LeTejuino et l'Atol Agrio sont assez similaires au Tesguino bien qu’ils aient une très faible teneur en alcool. Le Tejuino se consomme souvent accompagné de citron, de glace pilée (« con nieve de limon »), de sel et de chile, piment, et peut être mélangé pour moitié avec de la bière dans un cocktail nommé « pachecada » que l’on trouve dans la ville de Tequila ! Le Tejuino est resté très populaire dans l’état de Jalisco, notamment à Guadalajara où il est vendu par de nombreux vendeurs ambulants.
Tejuino con Nieve - Source : VF/BtoBeer
Le Pozol quant à lui est fabriqué avec du maïs traité par nixtamalisation et se consomme souvent avec du cacao. Boisson non alcoolisée, le Pozol est utilisé comme complément alimentaire ou remède. Il est à noter d’ailleurs que les boissons au cacao étaient probablement alcoolisées à l’origine, réalisées sous la forme de bières fermentées, à base de sa pulpe et non de ses graines. On en retrouve de traces datant de 1100 avant notre ère au Honduras.
Enfin, un mashup agave- maïs existe : le Sendecho se sert d’aguamiel comme amorce de « fermentation à la pâte de maïs ».
Boissons fermentées à base de cactus
Nopals & Tunas - Photo : VF/BtoBeer
Le Colonche est une boisson fermentée à partir du jus des fruits du cactus, « tuna,-s », figues de barbarie. Il existe 17 espèces de Nopals, nom commun donné à une variété de cactus très répandu au Mexique, les Opuntias, dont on consomme aussi les raquettes en salade. Après avoir bouilli 2-3 heures, le liquide est mis à fermenter quelques jours. Il a un taux alcoolique de 5 à 8°.

[Consigne 1] Modifiez le passage de l'extrait sur les boissons fermentées allant de « Enfin, un mashup » à « alcoolique de 5 à 8°. » en remplaçant « cactus » par « nopal ».
[Consigne 2] Selon l'extrait sur les boissons fermentées, quel rôle l'aguamiel joue-t-il dans la fabrication du Sendecho ?
[Consigne 3] Rédigez la suite de l'extrait sur les boissons fermentées mexicaines, à partir de sa dernière phrase.
Les données forment un matériau indépendant de l'extrait.

[Données fournies]
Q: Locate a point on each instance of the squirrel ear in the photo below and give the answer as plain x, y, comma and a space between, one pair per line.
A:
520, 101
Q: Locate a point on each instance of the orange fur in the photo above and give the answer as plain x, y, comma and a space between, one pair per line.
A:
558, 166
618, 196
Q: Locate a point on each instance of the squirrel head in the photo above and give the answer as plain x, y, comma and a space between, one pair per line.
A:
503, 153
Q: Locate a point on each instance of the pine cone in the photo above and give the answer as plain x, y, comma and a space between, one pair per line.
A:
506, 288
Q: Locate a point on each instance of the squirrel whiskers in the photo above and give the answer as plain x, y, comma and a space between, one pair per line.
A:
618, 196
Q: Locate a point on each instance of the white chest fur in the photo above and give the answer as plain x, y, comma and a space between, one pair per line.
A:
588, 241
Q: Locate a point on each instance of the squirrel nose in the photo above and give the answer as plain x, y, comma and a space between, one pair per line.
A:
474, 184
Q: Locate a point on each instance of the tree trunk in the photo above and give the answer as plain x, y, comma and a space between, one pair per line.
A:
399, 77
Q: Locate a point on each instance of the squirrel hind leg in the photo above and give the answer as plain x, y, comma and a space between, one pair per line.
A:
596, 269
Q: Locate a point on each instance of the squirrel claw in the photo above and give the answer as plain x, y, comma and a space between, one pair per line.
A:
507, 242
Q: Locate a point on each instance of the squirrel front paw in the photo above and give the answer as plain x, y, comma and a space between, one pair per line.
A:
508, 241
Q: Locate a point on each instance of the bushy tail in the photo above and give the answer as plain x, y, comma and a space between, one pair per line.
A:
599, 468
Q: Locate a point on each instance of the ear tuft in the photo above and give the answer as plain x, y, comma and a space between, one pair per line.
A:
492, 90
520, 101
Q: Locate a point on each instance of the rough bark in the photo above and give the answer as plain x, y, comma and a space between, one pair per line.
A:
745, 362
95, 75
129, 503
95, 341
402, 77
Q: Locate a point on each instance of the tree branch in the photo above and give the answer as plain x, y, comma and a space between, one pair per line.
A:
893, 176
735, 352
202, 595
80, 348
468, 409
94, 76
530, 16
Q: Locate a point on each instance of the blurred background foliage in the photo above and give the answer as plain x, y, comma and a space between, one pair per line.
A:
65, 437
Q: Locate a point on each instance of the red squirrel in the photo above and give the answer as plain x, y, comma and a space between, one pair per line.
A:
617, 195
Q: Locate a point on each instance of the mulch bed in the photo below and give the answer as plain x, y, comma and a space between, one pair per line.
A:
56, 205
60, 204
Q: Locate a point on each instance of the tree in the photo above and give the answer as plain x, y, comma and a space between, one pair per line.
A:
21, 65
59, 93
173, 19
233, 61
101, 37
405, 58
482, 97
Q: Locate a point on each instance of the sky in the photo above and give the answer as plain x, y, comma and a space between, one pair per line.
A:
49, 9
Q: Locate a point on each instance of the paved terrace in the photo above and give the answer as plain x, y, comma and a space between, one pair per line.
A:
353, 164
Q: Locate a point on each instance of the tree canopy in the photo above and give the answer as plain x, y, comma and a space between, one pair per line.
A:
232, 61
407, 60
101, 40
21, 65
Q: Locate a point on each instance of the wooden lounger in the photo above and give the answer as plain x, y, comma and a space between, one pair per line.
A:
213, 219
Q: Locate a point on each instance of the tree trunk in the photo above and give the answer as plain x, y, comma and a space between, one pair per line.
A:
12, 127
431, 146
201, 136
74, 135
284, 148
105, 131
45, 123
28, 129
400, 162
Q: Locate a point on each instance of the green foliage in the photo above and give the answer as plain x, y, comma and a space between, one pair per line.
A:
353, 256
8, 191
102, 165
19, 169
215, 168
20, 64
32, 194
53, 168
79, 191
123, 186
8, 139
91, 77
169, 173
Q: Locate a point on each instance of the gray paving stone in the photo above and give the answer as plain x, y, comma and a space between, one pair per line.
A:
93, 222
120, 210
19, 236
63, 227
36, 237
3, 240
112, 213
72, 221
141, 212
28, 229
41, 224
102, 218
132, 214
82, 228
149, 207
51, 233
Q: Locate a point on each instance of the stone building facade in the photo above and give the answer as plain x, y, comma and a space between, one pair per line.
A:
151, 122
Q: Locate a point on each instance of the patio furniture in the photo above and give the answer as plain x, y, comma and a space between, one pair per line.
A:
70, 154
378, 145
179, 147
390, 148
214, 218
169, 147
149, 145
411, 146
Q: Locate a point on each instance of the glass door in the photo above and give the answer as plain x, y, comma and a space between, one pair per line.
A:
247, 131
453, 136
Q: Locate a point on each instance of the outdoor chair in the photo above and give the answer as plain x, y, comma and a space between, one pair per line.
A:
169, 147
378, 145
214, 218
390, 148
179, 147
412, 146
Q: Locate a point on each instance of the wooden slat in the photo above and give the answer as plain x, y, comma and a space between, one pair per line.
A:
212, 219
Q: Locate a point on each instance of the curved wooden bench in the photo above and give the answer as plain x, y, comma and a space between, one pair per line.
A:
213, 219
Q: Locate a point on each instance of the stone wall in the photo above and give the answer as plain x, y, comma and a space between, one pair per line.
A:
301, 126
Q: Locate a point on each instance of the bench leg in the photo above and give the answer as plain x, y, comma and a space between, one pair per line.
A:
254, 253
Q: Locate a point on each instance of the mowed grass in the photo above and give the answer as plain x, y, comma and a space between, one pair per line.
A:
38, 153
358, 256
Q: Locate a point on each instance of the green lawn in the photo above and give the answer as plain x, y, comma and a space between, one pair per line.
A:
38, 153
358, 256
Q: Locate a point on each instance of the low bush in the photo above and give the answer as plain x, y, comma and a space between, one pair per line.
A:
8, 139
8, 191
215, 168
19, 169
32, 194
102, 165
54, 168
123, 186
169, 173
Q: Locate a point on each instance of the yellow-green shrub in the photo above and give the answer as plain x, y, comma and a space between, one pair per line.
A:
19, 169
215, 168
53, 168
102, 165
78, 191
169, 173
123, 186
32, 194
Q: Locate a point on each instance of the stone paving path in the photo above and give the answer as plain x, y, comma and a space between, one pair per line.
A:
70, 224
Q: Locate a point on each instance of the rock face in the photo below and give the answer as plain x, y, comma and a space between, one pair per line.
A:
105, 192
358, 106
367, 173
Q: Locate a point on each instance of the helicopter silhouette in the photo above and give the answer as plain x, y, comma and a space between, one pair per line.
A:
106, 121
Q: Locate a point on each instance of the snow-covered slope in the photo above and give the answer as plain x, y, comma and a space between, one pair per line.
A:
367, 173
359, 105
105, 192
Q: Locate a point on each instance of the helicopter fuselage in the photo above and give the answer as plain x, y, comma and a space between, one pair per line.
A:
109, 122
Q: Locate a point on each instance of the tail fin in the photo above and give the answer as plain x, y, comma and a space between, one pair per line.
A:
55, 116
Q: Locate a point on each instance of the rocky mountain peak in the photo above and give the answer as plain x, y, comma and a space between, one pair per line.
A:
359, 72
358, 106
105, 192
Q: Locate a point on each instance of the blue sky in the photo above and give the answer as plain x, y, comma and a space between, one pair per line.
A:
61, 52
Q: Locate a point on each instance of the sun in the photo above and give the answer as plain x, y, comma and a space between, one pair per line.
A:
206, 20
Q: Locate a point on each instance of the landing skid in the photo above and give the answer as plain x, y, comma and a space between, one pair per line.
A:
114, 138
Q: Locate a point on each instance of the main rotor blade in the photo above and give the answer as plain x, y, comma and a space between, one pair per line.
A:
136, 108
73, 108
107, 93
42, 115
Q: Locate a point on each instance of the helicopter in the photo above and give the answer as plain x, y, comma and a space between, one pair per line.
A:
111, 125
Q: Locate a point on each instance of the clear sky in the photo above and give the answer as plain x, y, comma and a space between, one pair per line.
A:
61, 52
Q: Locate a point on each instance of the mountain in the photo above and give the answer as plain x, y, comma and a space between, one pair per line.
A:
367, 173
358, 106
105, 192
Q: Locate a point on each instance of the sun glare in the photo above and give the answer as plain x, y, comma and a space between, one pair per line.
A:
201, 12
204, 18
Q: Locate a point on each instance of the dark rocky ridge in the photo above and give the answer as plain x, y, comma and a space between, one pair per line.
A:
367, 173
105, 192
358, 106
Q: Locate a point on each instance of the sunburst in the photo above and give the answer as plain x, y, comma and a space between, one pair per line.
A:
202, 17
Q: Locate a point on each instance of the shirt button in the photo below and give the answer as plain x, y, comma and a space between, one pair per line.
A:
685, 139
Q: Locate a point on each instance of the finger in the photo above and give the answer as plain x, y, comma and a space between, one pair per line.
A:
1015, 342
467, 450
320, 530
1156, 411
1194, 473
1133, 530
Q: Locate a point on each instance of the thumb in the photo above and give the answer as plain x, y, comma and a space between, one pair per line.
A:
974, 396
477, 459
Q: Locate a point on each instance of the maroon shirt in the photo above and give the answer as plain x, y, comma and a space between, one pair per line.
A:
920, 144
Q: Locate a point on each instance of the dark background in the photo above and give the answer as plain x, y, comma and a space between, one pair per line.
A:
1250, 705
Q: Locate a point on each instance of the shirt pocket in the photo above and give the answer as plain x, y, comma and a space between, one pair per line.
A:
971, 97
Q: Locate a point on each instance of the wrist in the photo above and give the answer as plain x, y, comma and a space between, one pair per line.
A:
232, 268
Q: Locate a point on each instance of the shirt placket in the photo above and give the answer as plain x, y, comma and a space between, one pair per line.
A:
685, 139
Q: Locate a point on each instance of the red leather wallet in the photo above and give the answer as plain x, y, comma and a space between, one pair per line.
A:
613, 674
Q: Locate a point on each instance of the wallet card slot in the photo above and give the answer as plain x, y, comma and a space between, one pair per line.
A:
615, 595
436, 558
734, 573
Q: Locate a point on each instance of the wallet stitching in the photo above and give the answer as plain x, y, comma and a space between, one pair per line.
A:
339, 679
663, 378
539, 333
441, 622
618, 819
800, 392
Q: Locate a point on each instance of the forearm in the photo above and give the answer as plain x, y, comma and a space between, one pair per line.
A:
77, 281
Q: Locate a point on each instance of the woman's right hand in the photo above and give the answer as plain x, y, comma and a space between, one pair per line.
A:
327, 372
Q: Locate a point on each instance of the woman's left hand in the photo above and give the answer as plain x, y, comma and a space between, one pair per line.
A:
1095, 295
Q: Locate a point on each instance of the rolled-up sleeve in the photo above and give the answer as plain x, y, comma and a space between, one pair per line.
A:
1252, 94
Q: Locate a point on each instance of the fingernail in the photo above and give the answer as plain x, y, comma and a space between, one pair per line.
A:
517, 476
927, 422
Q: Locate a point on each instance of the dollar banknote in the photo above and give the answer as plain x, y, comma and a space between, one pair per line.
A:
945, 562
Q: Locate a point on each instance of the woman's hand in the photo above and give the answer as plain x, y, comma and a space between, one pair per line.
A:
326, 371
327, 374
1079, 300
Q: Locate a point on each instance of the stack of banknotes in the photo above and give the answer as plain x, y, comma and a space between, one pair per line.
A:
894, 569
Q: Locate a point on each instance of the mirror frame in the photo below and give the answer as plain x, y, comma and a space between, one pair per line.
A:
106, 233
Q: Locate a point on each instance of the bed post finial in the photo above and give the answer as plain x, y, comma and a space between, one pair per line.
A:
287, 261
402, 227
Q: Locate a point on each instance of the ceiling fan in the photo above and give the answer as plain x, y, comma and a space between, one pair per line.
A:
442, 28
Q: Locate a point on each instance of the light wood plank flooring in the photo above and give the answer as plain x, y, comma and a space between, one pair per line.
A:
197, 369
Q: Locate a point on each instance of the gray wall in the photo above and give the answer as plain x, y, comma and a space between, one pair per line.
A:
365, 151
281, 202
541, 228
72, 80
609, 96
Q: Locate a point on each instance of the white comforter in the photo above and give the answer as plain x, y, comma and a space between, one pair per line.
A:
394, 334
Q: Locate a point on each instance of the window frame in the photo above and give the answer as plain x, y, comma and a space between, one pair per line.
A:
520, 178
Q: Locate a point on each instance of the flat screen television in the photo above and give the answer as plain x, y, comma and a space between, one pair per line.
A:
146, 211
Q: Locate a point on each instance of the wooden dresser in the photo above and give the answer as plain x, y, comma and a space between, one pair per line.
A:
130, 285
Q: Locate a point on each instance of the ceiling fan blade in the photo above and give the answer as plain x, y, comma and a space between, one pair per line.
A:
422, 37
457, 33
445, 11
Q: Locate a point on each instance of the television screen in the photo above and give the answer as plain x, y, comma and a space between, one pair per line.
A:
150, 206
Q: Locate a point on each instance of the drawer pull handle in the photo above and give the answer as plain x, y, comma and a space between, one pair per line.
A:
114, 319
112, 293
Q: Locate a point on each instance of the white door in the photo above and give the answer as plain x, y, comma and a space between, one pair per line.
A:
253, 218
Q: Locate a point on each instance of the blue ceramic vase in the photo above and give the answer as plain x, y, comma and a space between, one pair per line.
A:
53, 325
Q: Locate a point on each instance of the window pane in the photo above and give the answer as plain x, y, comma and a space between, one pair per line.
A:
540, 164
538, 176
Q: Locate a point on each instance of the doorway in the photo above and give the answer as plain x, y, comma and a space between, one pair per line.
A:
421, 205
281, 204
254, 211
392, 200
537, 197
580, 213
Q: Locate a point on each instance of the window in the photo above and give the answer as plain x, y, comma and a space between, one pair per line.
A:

[Réponse attendue 1]
Enfin, un mashup agave- maïs existe : le Sendecho se sert d’aguamiel comme amorce de « fermentation à la pâte de maïs ».
Boissons fermentées à base de nopal
Nopals & Tunas - Photo : VF/BtoBeer
Le Colonche est une boisson fermentée à partir du jus des fruits du nopal, « tuna,-s », figues de barbarie. Il existe 17 espèces de Nopals, nom commun donné à une variété de nopal très répandu au Mexique, les Opuntias, dont on consomme aussi les raquettes en salade. Après avoir bouilli 2-3 heures, le liquide est mis à fermenter quelques jours. Il a un taux alcoolique de 5 à 8°.

[Réponse attendue 2] Dans la fabrication du Sendecho, l'aguamiel sert d'amorce à la fermentation de la pâte de maïs.

[Réponse attendue 3]
Boissons fermentées à base de fruits :
Vendeur ambulant de Tepache – Photo : VF/BtoBeer
Le Tepache peut être préparé à partir d’une dizaine de fruits, bien qu’il soit principalement populaire pour sa version à l’ananas. Il est parfois produit à partir des fruits des Bromeliaceaes, les tumbiriches, que l’on croise un peu partout dans les bosquets et dans la jungle. Ils ont un faible taux alcoolique, autour de 1%. L'élaboration des Tepaches se fait sur quatre jours : les deux premiers jours, on laisse reposer dans une tepachera, un pot en argile ou en bois, des morceaux de pulpe et de peau d'ananas avec des clous de girofle et de la cannelle, puis on ajoute un mélange préalablement bouilli d'orge et de piloncillo (pain de mélasse de sirop de canne très répandu en Amérique latine et dans les Caraïbes). Après deux jours fermentation, le breuvage peut être consommé. La production se fait généralement dans des bidons en plastique.
A noter que ces derniers mois, des productions « commerciales » de Tepaches voient le jour :
Tepache De La Calle
Boissons fermentées à autres bases
Beaucoup d’autres boissons fermentées à partir de différentes plantes existent, mais sont peu documentées. On peut citer le Balché, la boisson sacrée des Mayas, consommée lors des cérémonies. Préparé à partir de l’écorce du Lonchocarpus, arbre appelé « Savonettes » aux Antilles, mélangé à du miel et de l’eau des cenotes, il est mis à fermenter dans le trou d’un arbre, scellé avec des feuilles de bananier ou de palmier, pendant 2 à 3 jours.
Les Mexicains produisent également du vin de palme et d’acacia, Tuba et Taberna, dont la fabrication date plutôt de la période coloniale espagnole et de l’influence des échanges de cette époque avec les colonies des Philippines.
Le patrimoine immatériel que constituent les boissons traditionnelles mexicaines avec ses plantes et ses micro-organismes commence à peine à être connu et étudié. On espère que des recherches et des expérimentations se feront les prochaines années. Heureusement, certaines boissons comme le Pulque, le Tejuino et le Tepache reprennent peu à peu le devant de la scène.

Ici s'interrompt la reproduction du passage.